**Work to be completed:** Can you retype every record below exactly as written?

**Supplied data:**
• • • • •
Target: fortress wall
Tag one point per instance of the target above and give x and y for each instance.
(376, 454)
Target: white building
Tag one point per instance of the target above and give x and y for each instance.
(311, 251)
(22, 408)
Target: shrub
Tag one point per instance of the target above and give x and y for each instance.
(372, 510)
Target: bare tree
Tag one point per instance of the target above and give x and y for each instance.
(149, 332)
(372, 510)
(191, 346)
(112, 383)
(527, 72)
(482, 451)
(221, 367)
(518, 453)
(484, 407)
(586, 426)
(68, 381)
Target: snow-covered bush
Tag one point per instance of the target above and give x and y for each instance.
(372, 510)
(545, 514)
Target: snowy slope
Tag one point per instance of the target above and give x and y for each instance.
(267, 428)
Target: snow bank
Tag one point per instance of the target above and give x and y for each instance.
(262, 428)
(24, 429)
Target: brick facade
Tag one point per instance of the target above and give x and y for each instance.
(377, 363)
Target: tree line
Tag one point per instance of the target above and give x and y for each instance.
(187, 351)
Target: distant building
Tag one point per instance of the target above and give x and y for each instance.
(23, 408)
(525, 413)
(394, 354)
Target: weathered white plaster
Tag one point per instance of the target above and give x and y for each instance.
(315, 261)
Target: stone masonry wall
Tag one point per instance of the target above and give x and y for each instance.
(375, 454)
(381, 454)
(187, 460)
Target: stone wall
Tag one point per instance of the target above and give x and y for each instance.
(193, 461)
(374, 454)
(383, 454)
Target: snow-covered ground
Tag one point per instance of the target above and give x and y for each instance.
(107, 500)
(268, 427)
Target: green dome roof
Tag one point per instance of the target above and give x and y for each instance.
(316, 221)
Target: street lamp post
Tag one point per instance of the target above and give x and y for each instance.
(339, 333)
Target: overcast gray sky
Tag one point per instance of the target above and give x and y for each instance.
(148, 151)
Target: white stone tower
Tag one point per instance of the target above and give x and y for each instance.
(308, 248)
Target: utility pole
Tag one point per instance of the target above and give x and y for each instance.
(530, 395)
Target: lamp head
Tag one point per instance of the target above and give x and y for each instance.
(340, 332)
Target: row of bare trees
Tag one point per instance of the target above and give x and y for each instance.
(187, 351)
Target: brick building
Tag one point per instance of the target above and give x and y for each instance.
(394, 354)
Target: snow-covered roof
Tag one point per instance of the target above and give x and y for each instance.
• • • • •
**Result of this exercise:**
Target: fortress wall
Tag one point per instance of the target above and give x and y for each instance.
(376, 454)
Target: white building
Tag one point per instance of the target above and give x and y for each instance.
(311, 251)
(22, 408)
Target: shrub
Tag one point per instance of the target above and give x and y for each instance.
(372, 510)
Target: bare tree
Tag one point per instance of the target above and give x and y for each instance.
(149, 332)
(372, 510)
(191, 346)
(112, 383)
(527, 72)
(482, 451)
(221, 367)
(518, 453)
(484, 407)
(586, 426)
(68, 381)
Target: snow-covered bush
Tag one point per instance of the target above and give x and y for each instance.
(372, 510)
(545, 514)
Target: snowy slope
Tag one point per instance of the target above and give x and y for each instance.
(267, 428)
Target: snow bank
Tag one point per instance of the target above and give x and y for each instance.
(262, 428)
(24, 429)
Target: brick facade
Tag one point per instance of the target above and give x and y for each instance.
(377, 363)
Target: tree line
Tag one point per instance of the target above and give x and y for each instance.
(187, 351)
Target: distant building
Tag one point per instance of the target above and give x and y for each instance.
(23, 408)
(525, 413)
(394, 354)
Target: weathered white plaster
Tag one point per instance of the target above and give x and y for each instance.
(315, 261)
Target: stone masonry wall
Tag one point per instance of the target above and give x and y for each instance.
(375, 454)
(381, 454)
(187, 460)
Target: stone wall
Tag one point per instance of the target above and give x and y for each instance.
(193, 461)
(374, 454)
(383, 454)
Target: snow-covered ground
Tag one point per instance of the target above and give x and y for each instance.
(107, 500)
(268, 427)
Target: green dome roof
Tag one point per instance of the target above and give x and y for each instance.
(316, 221)
Target: street lamp post
Tag one point per instance of the target above and give x and y for each instance.
(339, 333)
Target: overcast gray sky
Tag one point per instance of the target above and give x and y for each instance.
(148, 151)
Target: white stone tower
Tag one point per instance of the target above and give x and y for each instance.
(308, 248)
Target: utility pole
Tag one point per instance of the target above and give x and y for each instance.
(530, 395)
Target: lamp head
Tag one point per instance of the target above and give x and y for each instance.
(340, 332)
Target: row of bare trees
Tag one point per instance of the target above and give x and y for each instance.
(187, 351)
Target: brick building
Tag one point per instance of the target above and give x and y for each instance.
(394, 354)
Target: snow-covered roof
Tag one point per instance of the target above and give x and y for each instance.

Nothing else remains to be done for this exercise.